• Source text:

┄┄┄┄┄┄

# thinking about getting another mouse



## robert (Oct 5, 2012)

hey all, im thinking about getting another mouse but its been about a year since ive last kept mice, ive got the cage and everything to keep the mouse but im alittle stuck in where to get a mouse from as all the pet shops round me dont sell mice anymore or they dont have the breeders.

Also for bedding in the cage is carefresh better for the mouse or is sawdust just as good as my last mouse got mites and the vet blamed the sawdust for the mite.


----------



## andypandy29us (Aug 10, 2012)

Depends where you are to where you can get the mouse from ... I use a small amount of sawdust in my cages with lots of free shredded paper .... keeps the costs down and my 10 mice seem to enjoy playing and re arranging the paper into nests ...


----------



## besty74 (May 26, 2012)

place an ad in the wanted section but remember to include your area, we can only help if you tell us where you are!
wood shavings are fine, never had any problems.


----------



## Cait (Oct 3, 2008)

besty74 said:


> wood shavings are fine, never had any problems.


As has been said, you need wood shavings NOT sawdust (too fine and dusty) if you go for that kind of bedding. There are lots of threads in the Environment section discussing different beddings that you will find useful.


----------



## andypandy29us (Aug 10, 2012)

I did mean shavings not sawdust sorry x


----------



## rachaelnicole98 (Oct 28, 2012)

It depends on your area... I have 2 females that need to be re-homed ASAP... they use carefresh basic bedding. What area are you in?


----------



## bonsai (Oct 14, 2012)

Hello robert.
Please take more than one mouse.
If you hold a litte group,they would feel much more comfortable than one lonely mouse.
Good luck for your search.


----------



## ThatCertainGlow (Jun 23, 2012)

Wood shavings (and other bedding including carefresh) can acquire mites in a pet store, or from a mouse infested warehouse. There are threads about this as well, but the usual idea is you can freeze it in small batches for at least 48 hrs. The small batches is so the cold penetrates the bedding. Some places seem to suggest freezing then thawing, then re-freezing is more likely to kill all potential life stages. Also, you will find in those threads that cedar and non-kiln dried pine are both dangerous to the health of mice. There is an inexpensive horse related item breeders mention frequently to use as bedding that is available in the UK. I don't recall the name.
I second placing a wanted ad for at least two (same gender) mice. They are very social creatures. 

-Zanne

*I believe Robert is in the UK.*


----------

┄┄┄┄┄┄

• Labeled-object pointing entries:
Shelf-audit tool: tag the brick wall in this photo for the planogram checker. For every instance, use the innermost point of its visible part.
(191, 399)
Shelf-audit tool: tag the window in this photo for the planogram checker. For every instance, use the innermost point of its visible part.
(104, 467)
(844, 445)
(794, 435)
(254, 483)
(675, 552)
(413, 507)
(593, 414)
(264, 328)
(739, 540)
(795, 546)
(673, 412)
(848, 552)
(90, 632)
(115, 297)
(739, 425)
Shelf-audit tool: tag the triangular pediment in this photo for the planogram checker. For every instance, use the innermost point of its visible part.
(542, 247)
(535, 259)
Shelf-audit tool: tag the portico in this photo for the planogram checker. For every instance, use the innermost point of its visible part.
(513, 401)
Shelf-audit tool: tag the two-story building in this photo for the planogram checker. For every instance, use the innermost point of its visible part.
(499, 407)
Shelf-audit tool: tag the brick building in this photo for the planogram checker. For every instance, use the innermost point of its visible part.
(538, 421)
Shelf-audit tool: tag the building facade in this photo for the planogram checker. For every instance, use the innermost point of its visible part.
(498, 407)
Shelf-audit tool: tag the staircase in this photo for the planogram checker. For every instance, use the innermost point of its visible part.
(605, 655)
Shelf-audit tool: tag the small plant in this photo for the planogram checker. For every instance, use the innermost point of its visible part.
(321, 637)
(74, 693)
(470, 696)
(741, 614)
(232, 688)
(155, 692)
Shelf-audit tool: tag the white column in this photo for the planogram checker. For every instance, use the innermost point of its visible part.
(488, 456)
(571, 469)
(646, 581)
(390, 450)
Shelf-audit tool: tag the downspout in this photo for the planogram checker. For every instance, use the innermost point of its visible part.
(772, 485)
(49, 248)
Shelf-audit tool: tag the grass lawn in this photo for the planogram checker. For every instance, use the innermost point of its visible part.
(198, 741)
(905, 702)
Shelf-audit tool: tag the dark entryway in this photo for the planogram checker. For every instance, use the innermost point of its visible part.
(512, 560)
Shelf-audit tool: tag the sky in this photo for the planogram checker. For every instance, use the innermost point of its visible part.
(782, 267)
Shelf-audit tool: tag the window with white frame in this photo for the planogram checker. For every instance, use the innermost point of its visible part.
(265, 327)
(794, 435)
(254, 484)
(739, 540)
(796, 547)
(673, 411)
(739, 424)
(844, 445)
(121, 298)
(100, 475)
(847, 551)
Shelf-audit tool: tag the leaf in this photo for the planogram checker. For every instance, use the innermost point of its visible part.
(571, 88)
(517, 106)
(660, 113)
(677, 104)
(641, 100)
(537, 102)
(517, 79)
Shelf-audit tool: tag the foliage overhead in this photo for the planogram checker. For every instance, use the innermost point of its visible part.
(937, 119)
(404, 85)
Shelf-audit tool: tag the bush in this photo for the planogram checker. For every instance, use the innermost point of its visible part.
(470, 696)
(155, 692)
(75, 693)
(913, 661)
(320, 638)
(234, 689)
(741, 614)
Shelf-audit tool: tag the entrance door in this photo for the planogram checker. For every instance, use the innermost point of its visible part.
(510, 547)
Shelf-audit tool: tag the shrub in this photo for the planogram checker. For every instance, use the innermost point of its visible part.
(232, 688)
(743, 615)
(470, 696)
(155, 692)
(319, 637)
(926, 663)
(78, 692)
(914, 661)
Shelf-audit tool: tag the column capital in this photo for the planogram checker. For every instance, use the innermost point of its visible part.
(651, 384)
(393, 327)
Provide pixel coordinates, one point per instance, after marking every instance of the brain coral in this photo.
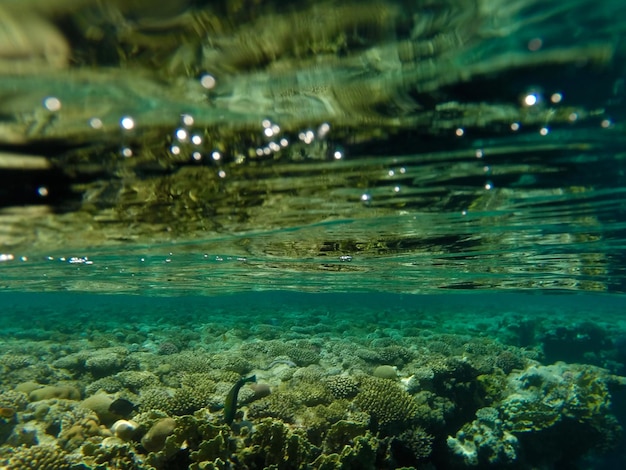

┄┄┄┄┄┄

• Goal:
Reproduce the passage of the mouse-keeping thread between "## robert (Oct" and "have the breeders.", inclusive.

• Complete output:
## robert (Oct 5, 2012)

hey all, im thinking about getting another mouse but its been about a year since ive last kept mice, ive got the cage and everything to keep the mouse but im alittle stuck in where to get a mouse from as all the pet shops round me dont sell mice anymore or they dont have the breeders.